▸ YOUR TASK:
Please rewrite the data below, replacing every "Drop" with "Place" and leaving all else unchanged.
------ DATASET CONTENT ------
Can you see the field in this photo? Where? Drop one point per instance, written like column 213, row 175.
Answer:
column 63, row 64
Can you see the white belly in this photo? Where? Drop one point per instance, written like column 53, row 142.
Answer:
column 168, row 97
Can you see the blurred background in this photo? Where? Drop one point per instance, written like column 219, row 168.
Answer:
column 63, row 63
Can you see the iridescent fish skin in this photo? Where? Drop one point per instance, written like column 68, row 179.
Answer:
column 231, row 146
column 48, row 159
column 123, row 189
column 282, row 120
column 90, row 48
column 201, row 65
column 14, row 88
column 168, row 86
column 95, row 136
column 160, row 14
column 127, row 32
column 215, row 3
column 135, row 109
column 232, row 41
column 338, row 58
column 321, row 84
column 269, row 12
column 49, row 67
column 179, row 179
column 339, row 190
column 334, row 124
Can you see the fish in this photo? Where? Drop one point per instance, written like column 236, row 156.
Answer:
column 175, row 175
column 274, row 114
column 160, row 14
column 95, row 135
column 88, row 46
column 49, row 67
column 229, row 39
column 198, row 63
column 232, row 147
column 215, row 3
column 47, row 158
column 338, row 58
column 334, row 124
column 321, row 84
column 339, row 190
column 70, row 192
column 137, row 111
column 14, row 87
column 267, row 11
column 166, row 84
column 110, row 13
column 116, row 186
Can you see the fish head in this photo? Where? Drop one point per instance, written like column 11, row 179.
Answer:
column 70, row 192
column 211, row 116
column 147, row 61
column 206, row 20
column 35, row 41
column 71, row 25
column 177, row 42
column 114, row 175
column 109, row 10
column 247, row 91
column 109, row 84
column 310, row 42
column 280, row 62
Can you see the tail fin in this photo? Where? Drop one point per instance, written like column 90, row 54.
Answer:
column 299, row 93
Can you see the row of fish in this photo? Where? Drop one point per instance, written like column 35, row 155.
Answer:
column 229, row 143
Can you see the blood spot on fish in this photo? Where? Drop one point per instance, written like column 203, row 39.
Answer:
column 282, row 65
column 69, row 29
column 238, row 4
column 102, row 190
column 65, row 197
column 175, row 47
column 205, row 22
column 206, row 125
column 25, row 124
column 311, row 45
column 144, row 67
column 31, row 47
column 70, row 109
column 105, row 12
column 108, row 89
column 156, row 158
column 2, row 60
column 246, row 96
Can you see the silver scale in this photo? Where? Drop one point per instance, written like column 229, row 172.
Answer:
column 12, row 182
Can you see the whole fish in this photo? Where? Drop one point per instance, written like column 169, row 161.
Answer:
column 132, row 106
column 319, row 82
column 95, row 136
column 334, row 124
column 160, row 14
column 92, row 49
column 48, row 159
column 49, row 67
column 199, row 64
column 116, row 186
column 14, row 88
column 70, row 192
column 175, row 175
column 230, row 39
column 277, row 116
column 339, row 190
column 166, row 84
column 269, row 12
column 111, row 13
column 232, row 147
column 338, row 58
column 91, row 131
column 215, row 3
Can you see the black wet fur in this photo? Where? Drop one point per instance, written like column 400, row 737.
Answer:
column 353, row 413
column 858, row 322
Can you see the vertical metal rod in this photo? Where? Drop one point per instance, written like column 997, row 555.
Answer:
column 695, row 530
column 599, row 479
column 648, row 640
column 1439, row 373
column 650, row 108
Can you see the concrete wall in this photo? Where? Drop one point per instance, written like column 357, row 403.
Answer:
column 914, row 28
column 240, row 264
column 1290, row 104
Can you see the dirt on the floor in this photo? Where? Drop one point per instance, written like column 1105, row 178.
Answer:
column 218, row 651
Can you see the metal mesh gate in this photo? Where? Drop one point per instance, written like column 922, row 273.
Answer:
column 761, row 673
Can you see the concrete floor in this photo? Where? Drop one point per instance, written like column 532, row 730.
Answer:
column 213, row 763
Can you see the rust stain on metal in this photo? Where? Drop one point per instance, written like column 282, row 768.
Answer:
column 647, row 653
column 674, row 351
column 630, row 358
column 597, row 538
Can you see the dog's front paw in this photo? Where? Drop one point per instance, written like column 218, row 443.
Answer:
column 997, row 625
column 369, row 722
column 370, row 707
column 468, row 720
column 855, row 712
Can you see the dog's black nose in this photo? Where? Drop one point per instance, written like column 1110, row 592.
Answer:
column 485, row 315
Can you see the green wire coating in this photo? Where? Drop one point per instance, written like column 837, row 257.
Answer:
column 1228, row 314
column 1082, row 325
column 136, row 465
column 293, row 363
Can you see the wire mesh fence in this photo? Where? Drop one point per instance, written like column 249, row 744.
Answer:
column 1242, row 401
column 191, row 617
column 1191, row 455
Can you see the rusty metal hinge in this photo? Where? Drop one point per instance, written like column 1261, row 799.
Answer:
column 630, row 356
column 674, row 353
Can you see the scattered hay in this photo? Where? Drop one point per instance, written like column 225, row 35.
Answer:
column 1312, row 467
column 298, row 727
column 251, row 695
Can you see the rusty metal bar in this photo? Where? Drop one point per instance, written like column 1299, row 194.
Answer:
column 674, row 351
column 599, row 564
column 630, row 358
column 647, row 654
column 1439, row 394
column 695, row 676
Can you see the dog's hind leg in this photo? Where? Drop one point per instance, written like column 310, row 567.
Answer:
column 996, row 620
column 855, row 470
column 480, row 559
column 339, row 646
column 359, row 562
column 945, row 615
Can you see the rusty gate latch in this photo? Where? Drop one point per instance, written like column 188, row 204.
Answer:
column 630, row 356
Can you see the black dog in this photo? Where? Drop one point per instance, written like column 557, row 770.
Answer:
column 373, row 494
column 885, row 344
------
▸ SOLUTION FOR THIS TASK:
Can you see the field in this photo? Where? Place one point per instance, written like column 213, row 175.
Answer:
column 63, row 64
Can you see the white belly in this photo? Where? Place one point per instance, written like column 53, row 142.
Answer:
column 168, row 97
Can you see the blurred background in this photo? Where? Place one point per instance, written like column 219, row 168.
Answer:
column 63, row 63
Can you see the iridescent fish skin in this photo? Where? Place one point per instance, written like column 68, row 179.
Answer:
column 231, row 146
column 48, row 159
column 123, row 189
column 282, row 120
column 90, row 48
column 201, row 65
column 14, row 88
column 168, row 86
column 95, row 136
column 160, row 14
column 127, row 32
column 215, row 3
column 135, row 109
column 232, row 41
column 338, row 58
column 321, row 84
column 269, row 12
column 49, row 67
column 179, row 179
column 339, row 190
column 334, row 124
Can you see the fish in this photo? Where? Place one point per instance, written like column 236, row 156.
Answer:
column 175, row 175
column 274, row 114
column 160, row 14
column 95, row 135
column 88, row 46
column 49, row 67
column 229, row 39
column 198, row 63
column 232, row 147
column 215, row 3
column 47, row 158
column 338, row 58
column 334, row 124
column 321, row 84
column 339, row 190
column 70, row 192
column 137, row 111
column 14, row 87
column 267, row 11
column 166, row 84
column 110, row 13
column 116, row 186
Can you see the fish head in this photo? Where? Place one point per instance, written like column 11, row 179.
Answer:
column 70, row 192
column 211, row 116
column 147, row 61
column 206, row 20
column 35, row 41
column 71, row 25
column 177, row 42
column 114, row 175
column 109, row 10
column 247, row 91
column 109, row 84
column 310, row 42
column 280, row 62
Can you see the tail fin in this photo? Where? Place one point per instance, written like column 90, row 54.
Answer:
column 299, row 93
Can you see the row of fish in this photo? Where? Place one point per instance, written like column 35, row 155.
Answer:
column 229, row 143
Can you see the blood spot on fish in this photo? Where? Place one point per instance, written like column 203, row 39.
Answer:
column 282, row 65
column 69, row 29
column 238, row 4
column 102, row 190
column 65, row 197
column 175, row 47
column 205, row 22
column 206, row 125
column 25, row 124
column 311, row 45
column 144, row 67
column 31, row 47
column 70, row 109
column 105, row 12
column 108, row 89
column 156, row 158
column 2, row 60
column 246, row 96
Can you see the silver scale in this photo? Where? Place one point per instance, written like column 229, row 172.
Answer:
column 12, row 182
Can you see the whole fish in this photo? Where? Place one point per instance, written like column 169, row 161.
Answer:
column 132, row 106
column 319, row 82
column 95, row 136
column 334, row 124
column 160, row 14
column 92, row 49
column 48, row 159
column 49, row 67
column 199, row 64
column 116, row 186
column 14, row 88
column 70, row 192
column 175, row 175
column 230, row 39
column 277, row 116
column 339, row 190
column 166, row 84
column 269, row 12
column 111, row 13
column 232, row 147
column 338, row 58
column 91, row 131
column 215, row 3
Can you see the black wet fur in this photo? Where? Place one point per instance, written like column 400, row 737.
Answer:
column 353, row 413
column 858, row 322
Can you see the vertical metal rod in this photo? Where? Place one point per instance, written like column 997, row 555.
Answer:
column 695, row 530
column 599, row 479
column 648, row 640
column 1439, row 373
column 650, row 108
Can you see the concrete wall in this photo? Where? Place one point per instance, written like column 357, row 403.
Answer:
column 914, row 28
column 240, row 264
column 1290, row 104
Can you see the dirt on the floor in this photo? Where? Place one point per instance, written like column 1105, row 178.
Answer:
column 218, row 651
Can you see the metal mesh gate in this photo? Where? Place one point per instance, written like column 922, row 273.
Answer:
column 761, row 673
Can you see the concrete floor in this photo? Where? Place one point per instance, written like column 532, row 730.
Answer:
column 213, row 763
Can you see the rust stain on metal in this photo? Where? Place one point per instance, written like column 282, row 768.
Answer:
column 647, row 653
column 674, row 351
column 630, row 358
column 597, row 538
Can you see the dog's front paw in this photo? Where? Place one point per instance, written like column 218, row 443.
Answer:
column 997, row 625
column 369, row 722
column 370, row 707
column 468, row 720
column 855, row 712
Can you see the dog's black nose in this photo? Where? Place one point per instance, written like column 1110, row 592.
Answer:
column 485, row 315
Can you see the green wire coating in this photo? Where? Place one point per instance, written like column 837, row 257.
Answer:
column 1228, row 314
column 1082, row 325
column 136, row 465
column 293, row 363
Can you see the wire mesh fence in this photo? Where? Place one point per instance, written like column 249, row 744.
Answer:
column 1242, row 401
column 191, row 617
column 1191, row 455
Can you see the rusty metal hinge in this photo? Where? Place one point per instance, written like column 1261, row 799.
Answer:
column 630, row 356
column 674, row 353
Can you see the scattered hay in this photo? Where? Place one point per instance, written like column 225, row 35.
Answer:
column 1312, row 467
column 298, row 727
column 251, row 695
Can you see the rusty metal bar in this photo? Where? Place one point per instance, written like column 1299, row 194.
Answer:
column 674, row 351
column 599, row 564
column 630, row 358
column 647, row 654
column 1439, row 394
column 695, row 676
Can you see the dog's hind leg in this photo? Where? Place one point per instance, written like column 310, row 567.
Answer:
column 996, row 620
column 855, row 470
column 480, row 559
column 339, row 646
column 359, row 562
column 945, row 615
Can you see the rusty gate latch in this photo? Where? Place one point per instance, written like column 188, row 204.
Answer:
column 630, row 356
Can you see the black dog in this photo? Where? Place one point per instance, written like column 557, row 770.
Answer:
column 373, row 494
column 885, row 344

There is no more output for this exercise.